Your task
Copy out all the items below, swapping "return" for "draw" everywhere and leaving everything else unchanged. Leave the pictures out of your copy.

─── Source records ───

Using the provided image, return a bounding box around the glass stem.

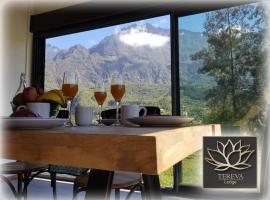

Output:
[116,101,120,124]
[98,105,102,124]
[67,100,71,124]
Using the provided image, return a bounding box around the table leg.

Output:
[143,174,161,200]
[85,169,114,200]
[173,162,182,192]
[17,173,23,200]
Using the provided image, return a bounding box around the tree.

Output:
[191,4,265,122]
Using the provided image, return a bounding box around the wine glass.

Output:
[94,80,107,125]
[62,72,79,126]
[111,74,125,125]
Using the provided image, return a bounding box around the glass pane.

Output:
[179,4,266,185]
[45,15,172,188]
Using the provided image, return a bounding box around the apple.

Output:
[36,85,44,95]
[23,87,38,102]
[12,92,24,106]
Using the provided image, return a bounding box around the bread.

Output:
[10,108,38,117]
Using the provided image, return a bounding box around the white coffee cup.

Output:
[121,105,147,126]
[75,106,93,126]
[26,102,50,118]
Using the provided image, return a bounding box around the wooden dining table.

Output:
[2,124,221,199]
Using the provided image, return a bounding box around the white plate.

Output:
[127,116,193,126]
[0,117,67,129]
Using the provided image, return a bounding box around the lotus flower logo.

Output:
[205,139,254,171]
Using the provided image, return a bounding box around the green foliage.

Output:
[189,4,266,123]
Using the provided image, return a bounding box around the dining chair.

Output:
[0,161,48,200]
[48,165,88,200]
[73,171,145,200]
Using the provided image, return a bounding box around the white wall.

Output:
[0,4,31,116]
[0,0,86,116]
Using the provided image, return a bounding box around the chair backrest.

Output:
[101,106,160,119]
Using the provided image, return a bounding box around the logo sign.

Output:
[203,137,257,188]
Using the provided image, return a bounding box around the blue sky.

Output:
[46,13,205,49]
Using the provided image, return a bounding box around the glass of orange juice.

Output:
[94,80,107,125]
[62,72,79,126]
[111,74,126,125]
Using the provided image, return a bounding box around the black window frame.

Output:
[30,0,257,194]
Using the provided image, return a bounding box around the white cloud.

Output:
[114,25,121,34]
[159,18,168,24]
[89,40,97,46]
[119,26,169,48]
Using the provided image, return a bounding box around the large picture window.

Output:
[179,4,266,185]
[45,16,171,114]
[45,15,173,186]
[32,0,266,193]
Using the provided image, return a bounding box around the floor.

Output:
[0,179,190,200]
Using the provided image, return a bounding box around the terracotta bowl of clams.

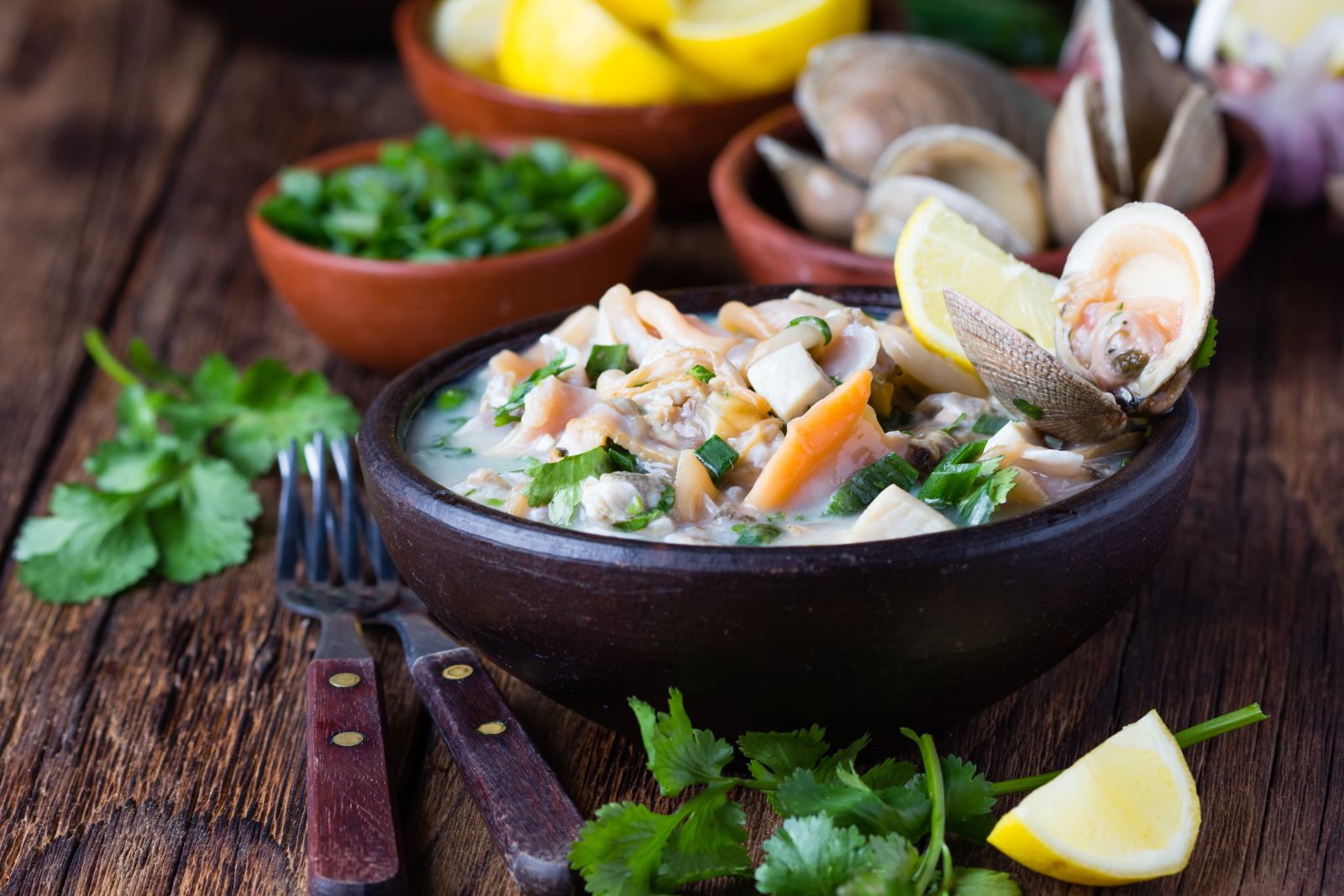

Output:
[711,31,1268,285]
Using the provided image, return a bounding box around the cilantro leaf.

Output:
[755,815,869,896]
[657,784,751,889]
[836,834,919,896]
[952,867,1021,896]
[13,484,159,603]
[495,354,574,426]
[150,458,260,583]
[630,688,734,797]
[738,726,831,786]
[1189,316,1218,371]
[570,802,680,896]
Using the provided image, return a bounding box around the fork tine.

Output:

───

The result
Using the provided image, draw a bounding box around the glass stem.


Output:
[116,101,120,124]
[98,105,102,124]
[67,100,71,124]
Using the provided image, draw a bounding box around the table leg.

Output:
[143,174,161,200]
[85,169,114,200]
[173,162,182,192]
[17,173,23,200]
Using the provided image, draw a bounding box around the tree.

Output:
[191,4,265,122]
Using the provided image, draw a bounding box around the wine glass.

Output:
[94,80,107,125]
[62,72,79,126]
[111,74,125,125]
Using the provided image, draw a bounding box around the glass pane.

Output:
[179,4,266,185]
[45,15,172,188]
Using the provided image, draw a bounding box around the apple.

Output:
[36,85,44,95]
[23,87,38,102]
[12,92,24,106]
Using the provided image, draw a bounding box around the bread.

Output:
[10,108,38,117]
Using the provided image, draw a bounding box around the white coffee cup.

Output:
[121,105,147,126]
[75,106,93,126]
[26,102,50,118]
Using the provided image, draw a bounding box around the wooden dining table.

Output:
[2,124,221,199]
Using the provided image, draw a bounding box around the white plate.

Output:
[127,116,193,126]
[0,117,67,129]
Using the provided image, draw a bounding box around the lotus flower logo.

Output:
[205,139,254,171]
Using the provided image, draw a bounding box around the green foliage.

Output:
[189,4,266,123]
Using the provided image, draw a bounding box around the dining chair.

Output:
[0,161,48,200]
[48,165,88,200]
[73,171,145,200]
Using the provided image, draw a bounding box around the white wall.

Output:
[0,4,31,116]
[0,0,86,116]
Using the provided image, draw a bounding box around the chair backrest.

Output:
[101,106,160,119]
Using the provided image, draw a bounding box around the logo sign.

Output:
[203,137,257,188]
Using the provided image, draw a bounding box around the blue sky.

Output:
[46,13,205,49]
Using the provided image, draw a bounding box around the glass of orange juice.

Output:
[94,80,107,125]
[62,72,79,126]
[111,74,126,125]
Using the provided image, draw a bounding box around the black window frame.

Output:
[30,0,257,194]
Using the provided image, draw a bounding box around the white cloud.

Output:
[114,25,121,34]
[159,18,168,24]
[89,40,97,46]
[119,26,169,48]
Using the provided image, draw a bounding box around the large picture window.

Output:
[179,4,266,185]
[45,16,171,114]
[45,15,173,186]
[32,0,266,193]
Using the provided image, draw a bounding box around the floor.

Output:
[0,179,190,200]
Using the provided image, draw a bounding box around the terracotta bowl of clams.


Output:
[711,31,1268,285]
Using the provided image, draw a bounding box around the cilantro leaf.

Output:
[755,815,869,896]
[657,784,751,889]
[836,834,919,896]
[952,867,1021,896]
[13,484,159,603]
[495,354,574,426]
[150,458,260,583]
[630,688,734,797]
[738,726,831,786]
[1189,316,1218,371]
[570,802,680,896]
Using the provided image, draw a bounding box around the fork tine.

Output:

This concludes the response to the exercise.